## TASK GOAL
Write out the passage of the contributor biographies below, word for word, from "D. Scott Quaintance" to "Petra Church Project.".

== EXTRACT ==

Burton MacDonald is Senior Research Professor, Department of Religious Studies, St. Francis Xavier University, Antigonish, Nova Scotia, Canada. Since 1970, he has carried out archaeological work in Cyprus, Egypt, Israel, and Jordan. He began his archaeological survey work in Jordan in 1979 and has directed and previously published on four projects; The Wadi al-Hasa Archaeological Survey’ (1979-1983), The Southern Ghors and Northeast 'Arabah Archaeological Survey’ (1985-1986), The Tafila-Busayra Archaeological Survey (1999-2001), and The Ayl to Ras an-Naqab Archaeological Survey (2005-2007).

Larry G. Herr is professor at Burman University, Lacombe, Alberta, Canada. He has done archaeological work in the Near East for the past four decades. He is associate director of the Madaba Plains Project's excavations at Tall al-'Umayri, Jordan, and a past associate editor of the Bulletin of the American Schools of Oriental Research

D. Scott Quaintance is a computer specialist with degrees in linguistics and computer sciences and mathematics from Kansas State University, Manhattan, KS. He served as administrator of the American Center of Oriental Research (ACOR), Amman, between 1991 and 1993 and prior to his work on both The Tafila-Busayra Archaeological Survey, West-Central Jordan (1999-2001) and the present project, he was administrator of ACOR's  Petra Church Project.

===
== EXTRACTED MATERIAL ==

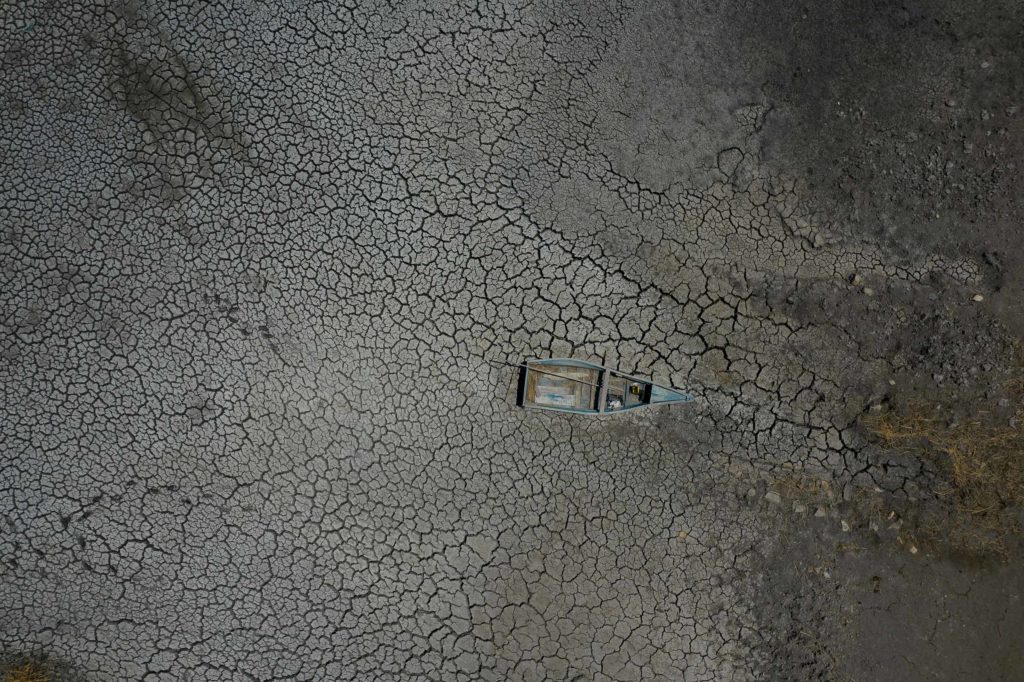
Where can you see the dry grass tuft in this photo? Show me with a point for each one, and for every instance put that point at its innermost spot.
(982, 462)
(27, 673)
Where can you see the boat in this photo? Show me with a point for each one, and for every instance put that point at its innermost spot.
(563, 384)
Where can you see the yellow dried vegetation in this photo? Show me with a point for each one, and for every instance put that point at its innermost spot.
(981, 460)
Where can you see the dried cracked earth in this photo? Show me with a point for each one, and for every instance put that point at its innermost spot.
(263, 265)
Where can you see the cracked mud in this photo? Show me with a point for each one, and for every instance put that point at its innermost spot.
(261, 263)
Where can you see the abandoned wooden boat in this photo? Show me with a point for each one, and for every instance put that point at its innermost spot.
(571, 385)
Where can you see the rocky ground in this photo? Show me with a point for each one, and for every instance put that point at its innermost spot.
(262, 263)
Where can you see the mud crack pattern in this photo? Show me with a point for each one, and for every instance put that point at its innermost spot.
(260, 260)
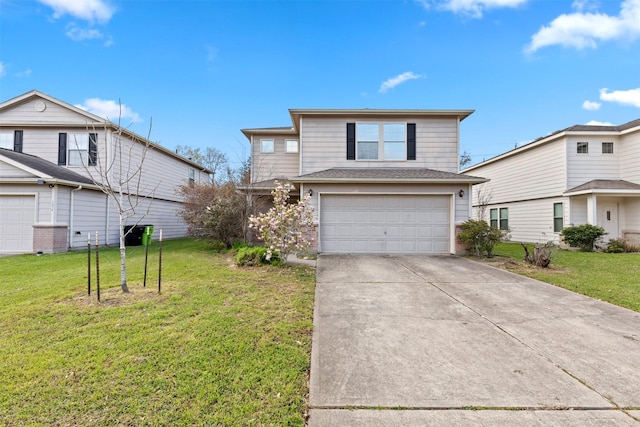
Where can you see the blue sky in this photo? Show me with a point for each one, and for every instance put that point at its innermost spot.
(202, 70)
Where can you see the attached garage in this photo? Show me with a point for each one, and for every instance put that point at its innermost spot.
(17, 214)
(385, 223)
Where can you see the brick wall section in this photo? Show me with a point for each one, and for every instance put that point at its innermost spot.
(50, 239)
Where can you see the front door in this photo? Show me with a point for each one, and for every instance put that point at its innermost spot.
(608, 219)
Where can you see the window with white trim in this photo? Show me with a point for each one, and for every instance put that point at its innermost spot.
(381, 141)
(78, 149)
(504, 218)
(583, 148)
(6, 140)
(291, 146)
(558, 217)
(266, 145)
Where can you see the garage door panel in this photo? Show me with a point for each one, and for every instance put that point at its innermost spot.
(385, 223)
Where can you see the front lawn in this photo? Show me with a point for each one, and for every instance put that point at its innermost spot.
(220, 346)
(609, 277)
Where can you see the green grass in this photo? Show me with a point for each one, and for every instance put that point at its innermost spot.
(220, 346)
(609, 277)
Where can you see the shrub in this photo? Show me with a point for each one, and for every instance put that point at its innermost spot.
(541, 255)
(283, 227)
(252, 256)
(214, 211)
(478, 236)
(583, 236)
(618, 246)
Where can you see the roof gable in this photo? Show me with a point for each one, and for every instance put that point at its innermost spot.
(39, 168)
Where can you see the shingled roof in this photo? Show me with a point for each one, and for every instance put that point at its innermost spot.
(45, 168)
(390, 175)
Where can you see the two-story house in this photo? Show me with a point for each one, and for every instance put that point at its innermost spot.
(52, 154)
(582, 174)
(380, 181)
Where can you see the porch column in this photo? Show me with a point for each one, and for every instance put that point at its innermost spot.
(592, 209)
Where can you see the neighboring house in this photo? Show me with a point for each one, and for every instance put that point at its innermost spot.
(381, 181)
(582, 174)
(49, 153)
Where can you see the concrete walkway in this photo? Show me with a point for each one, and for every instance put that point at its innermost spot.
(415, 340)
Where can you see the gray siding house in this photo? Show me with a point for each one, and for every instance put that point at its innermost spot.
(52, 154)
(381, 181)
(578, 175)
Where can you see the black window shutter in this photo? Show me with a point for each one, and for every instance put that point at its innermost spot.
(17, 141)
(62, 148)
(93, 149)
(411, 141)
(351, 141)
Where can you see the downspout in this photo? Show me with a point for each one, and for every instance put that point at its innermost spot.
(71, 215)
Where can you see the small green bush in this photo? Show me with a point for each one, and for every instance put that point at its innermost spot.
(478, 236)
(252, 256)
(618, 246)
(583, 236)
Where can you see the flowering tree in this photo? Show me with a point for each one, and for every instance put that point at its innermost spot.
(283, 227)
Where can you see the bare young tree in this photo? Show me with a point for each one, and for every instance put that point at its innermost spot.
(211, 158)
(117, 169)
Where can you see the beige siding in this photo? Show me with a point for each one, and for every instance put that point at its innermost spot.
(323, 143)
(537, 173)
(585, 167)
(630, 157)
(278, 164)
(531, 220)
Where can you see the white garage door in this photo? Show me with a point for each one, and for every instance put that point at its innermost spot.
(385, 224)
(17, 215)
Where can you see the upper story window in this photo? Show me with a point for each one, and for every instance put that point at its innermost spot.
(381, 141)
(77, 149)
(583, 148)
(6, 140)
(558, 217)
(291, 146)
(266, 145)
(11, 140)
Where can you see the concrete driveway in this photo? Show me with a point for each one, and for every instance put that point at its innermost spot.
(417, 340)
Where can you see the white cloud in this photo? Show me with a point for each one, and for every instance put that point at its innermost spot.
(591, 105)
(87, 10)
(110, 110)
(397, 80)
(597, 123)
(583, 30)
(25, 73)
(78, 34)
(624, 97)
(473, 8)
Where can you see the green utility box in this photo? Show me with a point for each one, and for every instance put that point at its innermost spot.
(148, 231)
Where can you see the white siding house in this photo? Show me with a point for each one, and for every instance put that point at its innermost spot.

===

## REPLY TO THE EXERCISE
D. Scott Quaintance is a computer specialist with degrees in linguistics and computer sciences and mathematics from Kansas State University, Manhattan, KS. He served as administrator of the American Center of Oriental Research (ACOR), Amman, between 1991 and 1993 and prior to his work on both The Tafila-Busayra Archaeological Survey, West-Central Jordan (1999-2001) and the present project, he was administrator of ACOR's  Petra Church Project.